Task details: Of the entries below, restate word for word only the section that runs from the line with "Annotate each instance of the terracotta" to the line with "Annotate each instance of the insect leg", counting both ends.

Record extracts:
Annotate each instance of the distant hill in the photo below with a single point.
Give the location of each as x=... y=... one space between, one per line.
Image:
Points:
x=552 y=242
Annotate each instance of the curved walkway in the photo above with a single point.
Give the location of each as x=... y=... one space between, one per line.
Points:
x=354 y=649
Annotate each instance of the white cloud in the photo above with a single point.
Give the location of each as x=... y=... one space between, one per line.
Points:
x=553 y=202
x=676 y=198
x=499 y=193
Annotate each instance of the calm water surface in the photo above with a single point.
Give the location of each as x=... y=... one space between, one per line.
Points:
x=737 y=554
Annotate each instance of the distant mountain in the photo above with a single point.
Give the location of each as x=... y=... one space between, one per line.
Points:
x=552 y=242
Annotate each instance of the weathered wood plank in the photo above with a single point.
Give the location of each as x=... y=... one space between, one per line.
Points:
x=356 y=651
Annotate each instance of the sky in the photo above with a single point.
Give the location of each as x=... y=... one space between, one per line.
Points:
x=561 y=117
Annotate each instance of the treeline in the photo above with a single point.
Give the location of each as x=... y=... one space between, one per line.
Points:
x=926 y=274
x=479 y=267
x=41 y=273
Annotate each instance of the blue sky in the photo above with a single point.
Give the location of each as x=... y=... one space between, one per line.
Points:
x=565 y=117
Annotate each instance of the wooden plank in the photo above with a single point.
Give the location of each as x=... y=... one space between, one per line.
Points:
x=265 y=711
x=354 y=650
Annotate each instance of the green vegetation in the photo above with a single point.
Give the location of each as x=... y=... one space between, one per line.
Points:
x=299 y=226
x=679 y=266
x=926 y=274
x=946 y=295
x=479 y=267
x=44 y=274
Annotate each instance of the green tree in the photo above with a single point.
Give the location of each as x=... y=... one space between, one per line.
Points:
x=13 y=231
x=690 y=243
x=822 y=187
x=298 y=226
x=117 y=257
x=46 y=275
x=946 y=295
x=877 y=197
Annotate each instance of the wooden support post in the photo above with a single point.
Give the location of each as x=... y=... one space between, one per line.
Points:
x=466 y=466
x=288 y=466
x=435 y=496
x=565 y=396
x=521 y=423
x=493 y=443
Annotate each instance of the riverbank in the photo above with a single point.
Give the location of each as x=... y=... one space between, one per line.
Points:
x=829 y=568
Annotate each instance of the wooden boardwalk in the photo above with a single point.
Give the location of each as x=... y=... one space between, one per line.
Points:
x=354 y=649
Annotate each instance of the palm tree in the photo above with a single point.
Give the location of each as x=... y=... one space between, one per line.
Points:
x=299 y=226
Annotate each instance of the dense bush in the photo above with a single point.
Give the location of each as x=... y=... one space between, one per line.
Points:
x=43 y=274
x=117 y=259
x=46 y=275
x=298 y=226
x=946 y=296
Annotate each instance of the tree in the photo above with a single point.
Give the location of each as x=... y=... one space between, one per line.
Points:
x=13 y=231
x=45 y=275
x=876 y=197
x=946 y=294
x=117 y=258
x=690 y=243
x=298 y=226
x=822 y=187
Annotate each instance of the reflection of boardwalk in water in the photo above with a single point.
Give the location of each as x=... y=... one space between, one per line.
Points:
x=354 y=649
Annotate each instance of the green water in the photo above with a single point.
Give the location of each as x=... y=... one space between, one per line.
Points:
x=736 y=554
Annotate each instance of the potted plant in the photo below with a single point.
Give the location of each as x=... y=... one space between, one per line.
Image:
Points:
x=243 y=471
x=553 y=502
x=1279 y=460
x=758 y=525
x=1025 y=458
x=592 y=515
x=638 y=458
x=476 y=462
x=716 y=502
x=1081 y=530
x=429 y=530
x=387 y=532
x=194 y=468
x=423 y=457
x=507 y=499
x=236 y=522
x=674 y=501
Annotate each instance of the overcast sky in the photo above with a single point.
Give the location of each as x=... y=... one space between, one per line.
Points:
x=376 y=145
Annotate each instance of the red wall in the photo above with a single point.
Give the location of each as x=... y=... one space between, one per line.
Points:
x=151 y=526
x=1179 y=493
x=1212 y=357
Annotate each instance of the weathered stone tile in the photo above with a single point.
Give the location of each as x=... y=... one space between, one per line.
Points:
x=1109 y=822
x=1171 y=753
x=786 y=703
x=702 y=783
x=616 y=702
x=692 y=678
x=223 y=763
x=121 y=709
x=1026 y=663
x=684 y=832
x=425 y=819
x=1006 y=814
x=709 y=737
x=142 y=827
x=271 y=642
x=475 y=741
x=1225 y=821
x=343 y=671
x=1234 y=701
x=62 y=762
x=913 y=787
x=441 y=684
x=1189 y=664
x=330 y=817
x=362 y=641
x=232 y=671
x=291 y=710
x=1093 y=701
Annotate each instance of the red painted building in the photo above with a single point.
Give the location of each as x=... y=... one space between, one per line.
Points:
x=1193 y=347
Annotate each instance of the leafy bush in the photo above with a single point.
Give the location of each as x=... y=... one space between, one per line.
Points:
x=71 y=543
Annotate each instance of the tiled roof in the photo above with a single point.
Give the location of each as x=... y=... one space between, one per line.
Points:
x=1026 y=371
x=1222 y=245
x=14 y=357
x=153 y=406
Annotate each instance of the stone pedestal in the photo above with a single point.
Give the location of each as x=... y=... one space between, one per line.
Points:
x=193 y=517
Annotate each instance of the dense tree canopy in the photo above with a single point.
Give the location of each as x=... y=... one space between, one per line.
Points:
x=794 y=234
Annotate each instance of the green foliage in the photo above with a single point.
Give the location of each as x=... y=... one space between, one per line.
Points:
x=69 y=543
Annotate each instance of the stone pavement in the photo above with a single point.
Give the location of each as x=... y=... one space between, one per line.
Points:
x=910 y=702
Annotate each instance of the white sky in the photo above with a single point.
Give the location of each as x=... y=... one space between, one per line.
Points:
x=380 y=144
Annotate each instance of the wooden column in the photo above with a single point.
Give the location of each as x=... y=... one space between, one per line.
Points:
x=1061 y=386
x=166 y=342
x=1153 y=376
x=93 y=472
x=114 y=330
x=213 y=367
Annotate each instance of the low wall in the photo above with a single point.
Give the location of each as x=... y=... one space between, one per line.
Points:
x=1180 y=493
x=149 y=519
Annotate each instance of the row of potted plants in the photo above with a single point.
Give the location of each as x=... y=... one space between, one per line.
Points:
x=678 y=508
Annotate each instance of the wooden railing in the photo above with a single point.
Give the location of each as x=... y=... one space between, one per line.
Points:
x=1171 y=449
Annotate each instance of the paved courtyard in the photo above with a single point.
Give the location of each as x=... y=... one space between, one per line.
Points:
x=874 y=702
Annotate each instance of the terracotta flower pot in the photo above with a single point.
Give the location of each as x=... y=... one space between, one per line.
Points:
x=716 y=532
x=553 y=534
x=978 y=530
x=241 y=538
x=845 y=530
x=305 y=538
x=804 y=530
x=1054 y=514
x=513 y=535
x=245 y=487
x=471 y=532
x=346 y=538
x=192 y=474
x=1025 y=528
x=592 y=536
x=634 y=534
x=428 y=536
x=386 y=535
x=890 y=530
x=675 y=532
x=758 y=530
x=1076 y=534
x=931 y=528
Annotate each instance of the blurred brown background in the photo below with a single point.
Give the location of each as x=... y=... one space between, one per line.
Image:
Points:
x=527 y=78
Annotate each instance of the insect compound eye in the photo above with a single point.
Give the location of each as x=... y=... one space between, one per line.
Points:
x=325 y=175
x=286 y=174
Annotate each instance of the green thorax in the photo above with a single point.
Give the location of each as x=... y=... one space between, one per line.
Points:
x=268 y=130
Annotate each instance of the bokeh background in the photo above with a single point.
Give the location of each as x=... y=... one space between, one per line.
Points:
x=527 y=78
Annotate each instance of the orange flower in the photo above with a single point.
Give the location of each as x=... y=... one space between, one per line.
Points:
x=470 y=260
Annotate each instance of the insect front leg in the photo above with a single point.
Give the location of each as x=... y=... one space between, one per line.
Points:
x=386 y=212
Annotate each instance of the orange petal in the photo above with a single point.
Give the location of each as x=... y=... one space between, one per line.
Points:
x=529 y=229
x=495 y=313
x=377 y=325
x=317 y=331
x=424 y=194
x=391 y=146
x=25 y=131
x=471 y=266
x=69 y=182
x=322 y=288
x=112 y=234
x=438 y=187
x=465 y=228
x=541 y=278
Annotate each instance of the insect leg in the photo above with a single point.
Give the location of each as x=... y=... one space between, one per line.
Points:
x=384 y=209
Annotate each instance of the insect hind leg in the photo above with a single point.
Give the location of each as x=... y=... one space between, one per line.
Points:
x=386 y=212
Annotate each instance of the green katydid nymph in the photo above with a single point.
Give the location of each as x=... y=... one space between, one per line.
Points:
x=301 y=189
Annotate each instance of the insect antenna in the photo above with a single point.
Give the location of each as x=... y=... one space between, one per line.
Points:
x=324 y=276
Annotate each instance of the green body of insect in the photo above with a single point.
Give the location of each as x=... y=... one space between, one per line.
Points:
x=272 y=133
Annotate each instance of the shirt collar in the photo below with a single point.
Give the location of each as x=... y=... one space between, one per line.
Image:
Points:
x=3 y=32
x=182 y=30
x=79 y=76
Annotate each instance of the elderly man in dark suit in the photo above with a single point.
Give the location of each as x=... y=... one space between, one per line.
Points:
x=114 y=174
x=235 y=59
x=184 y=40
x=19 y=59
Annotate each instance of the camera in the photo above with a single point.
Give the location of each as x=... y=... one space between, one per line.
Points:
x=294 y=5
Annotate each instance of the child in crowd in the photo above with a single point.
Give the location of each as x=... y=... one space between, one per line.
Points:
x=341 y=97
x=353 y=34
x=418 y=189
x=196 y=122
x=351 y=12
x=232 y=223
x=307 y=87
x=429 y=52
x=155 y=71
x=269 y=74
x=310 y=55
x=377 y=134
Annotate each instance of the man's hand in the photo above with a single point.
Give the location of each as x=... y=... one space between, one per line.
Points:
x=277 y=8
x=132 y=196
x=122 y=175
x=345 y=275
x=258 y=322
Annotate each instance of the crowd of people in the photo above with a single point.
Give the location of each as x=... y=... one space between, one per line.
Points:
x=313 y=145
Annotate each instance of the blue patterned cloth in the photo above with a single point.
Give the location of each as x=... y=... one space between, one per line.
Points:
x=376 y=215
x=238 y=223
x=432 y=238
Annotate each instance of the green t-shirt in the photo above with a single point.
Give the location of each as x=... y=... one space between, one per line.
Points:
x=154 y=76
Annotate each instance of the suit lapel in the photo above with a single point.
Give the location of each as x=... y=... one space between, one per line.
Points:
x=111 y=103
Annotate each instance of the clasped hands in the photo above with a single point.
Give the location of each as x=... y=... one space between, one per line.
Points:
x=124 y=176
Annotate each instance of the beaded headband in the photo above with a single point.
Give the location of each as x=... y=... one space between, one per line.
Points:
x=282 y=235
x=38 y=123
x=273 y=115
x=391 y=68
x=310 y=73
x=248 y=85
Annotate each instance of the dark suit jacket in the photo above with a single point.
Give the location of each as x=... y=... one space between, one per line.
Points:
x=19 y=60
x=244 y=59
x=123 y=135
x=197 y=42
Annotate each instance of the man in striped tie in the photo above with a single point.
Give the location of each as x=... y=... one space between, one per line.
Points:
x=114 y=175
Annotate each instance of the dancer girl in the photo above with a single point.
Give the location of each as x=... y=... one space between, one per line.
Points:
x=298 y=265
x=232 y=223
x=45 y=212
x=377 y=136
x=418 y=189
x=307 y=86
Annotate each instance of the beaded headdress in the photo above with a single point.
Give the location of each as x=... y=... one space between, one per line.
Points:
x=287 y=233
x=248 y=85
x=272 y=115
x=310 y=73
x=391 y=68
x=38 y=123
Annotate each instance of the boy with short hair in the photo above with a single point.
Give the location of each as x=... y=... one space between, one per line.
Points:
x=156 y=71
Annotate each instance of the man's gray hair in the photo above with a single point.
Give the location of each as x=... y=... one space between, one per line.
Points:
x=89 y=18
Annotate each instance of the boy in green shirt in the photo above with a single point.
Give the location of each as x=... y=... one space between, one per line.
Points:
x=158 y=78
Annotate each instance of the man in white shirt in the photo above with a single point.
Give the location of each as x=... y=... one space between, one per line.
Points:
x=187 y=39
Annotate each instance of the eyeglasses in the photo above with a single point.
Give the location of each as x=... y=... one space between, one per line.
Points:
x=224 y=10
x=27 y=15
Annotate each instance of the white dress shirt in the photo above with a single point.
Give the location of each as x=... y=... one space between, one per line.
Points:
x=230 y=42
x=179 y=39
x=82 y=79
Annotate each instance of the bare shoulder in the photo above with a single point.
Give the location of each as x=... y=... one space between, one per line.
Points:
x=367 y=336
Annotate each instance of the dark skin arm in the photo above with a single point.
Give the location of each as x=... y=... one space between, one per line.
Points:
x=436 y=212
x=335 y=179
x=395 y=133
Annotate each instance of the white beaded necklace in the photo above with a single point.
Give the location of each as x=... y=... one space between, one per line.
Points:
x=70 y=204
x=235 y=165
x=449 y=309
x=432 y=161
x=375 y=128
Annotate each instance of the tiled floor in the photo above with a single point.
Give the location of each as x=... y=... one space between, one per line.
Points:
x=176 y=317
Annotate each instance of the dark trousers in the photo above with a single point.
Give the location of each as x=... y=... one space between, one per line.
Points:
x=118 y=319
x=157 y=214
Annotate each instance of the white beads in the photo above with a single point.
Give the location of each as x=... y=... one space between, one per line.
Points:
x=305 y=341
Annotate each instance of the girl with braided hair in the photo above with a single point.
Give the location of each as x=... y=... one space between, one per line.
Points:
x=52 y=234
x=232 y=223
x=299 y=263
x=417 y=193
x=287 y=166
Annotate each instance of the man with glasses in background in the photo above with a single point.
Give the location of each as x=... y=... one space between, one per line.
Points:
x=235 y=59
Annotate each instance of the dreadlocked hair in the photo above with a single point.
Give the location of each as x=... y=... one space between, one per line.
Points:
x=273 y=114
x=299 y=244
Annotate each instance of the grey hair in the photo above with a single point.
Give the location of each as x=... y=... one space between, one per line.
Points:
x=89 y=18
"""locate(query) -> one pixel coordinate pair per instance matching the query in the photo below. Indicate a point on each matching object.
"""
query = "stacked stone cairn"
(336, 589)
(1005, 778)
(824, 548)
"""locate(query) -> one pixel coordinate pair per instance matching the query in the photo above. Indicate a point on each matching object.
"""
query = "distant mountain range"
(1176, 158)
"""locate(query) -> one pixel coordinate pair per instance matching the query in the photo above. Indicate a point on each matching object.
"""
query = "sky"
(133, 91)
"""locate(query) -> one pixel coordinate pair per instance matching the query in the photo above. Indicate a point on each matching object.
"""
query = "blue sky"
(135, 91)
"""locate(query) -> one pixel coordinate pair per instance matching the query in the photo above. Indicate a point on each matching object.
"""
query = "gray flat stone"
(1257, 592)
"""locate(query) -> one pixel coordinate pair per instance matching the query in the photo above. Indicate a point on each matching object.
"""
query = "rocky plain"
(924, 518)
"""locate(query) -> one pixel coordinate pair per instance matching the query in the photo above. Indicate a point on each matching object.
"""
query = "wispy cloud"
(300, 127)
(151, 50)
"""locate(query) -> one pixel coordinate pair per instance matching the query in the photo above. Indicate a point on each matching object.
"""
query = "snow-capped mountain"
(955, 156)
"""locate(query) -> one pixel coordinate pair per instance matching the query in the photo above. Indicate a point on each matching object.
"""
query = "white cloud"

Solved exercise:
Annotate each instance of the terracotta flower pot in the photo above with a single point.
Give the location of each as x=... y=... one space between, one per line.
Points:
x=716 y=532
x=553 y=534
x=978 y=530
x=241 y=538
x=845 y=530
x=305 y=538
x=804 y=530
x=1054 y=514
x=513 y=535
x=245 y=487
x=471 y=532
x=346 y=538
x=192 y=474
x=1025 y=528
x=592 y=536
x=634 y=534
x=428 y=536
x=386 y=535
x=890 y=530
x=675 y=532
x=758 y=530
x=1076 y=534
x=931 y=528
Annotate each instance of the blurred brown background in the photo below with a single point.
Give the location of each as x=... y=... one space between, one per line.
Image:
Points:
x=527 y=78
Annotate each instance of the insect compound eye in the photo above with a single point.
Give the location of each as x=... y=... one space between, one per line.
Points:
x=325 y=175
x=286 y=174
Annotate each instance of the green thorax in the photo above with a single point.
Give the location of each as x=... y=... one space between, one per line.
Points:
x=268 y=130
Annotate each instance of the bokeh background in the photo above with a single point.
Give the location of each as x=... y=... one space between, one per line.
Points:
x=527 y=78
Annotate each instance of the orange flower in the photo above with a single point.
Give the location of each as x=... y=... one space between, one per line.
Points:
x=470 y=260
Annotate each instance of the insect front leg in the photo above with a single point.
Give the location of each as x=... y=... one space between, one per line.
Points:
x=386 y=212
Annotate each instance of the orange petal in the photo above with a single point.
Give the location of each as x=... y=... one space between, one per line.
Points:
x=529 y=229
x=495 y=313
x=377 y=325
x=317 y=331
x=424 y=194
x=391 y=146
x=25 y=131
x=471 y=266
x=69 y=182
x=322 y=288
x=112 y=234
x=438 y=187
x=465 y=228
x=541 y=278
Annotate each instance of the insect leg in the photo above with a single point.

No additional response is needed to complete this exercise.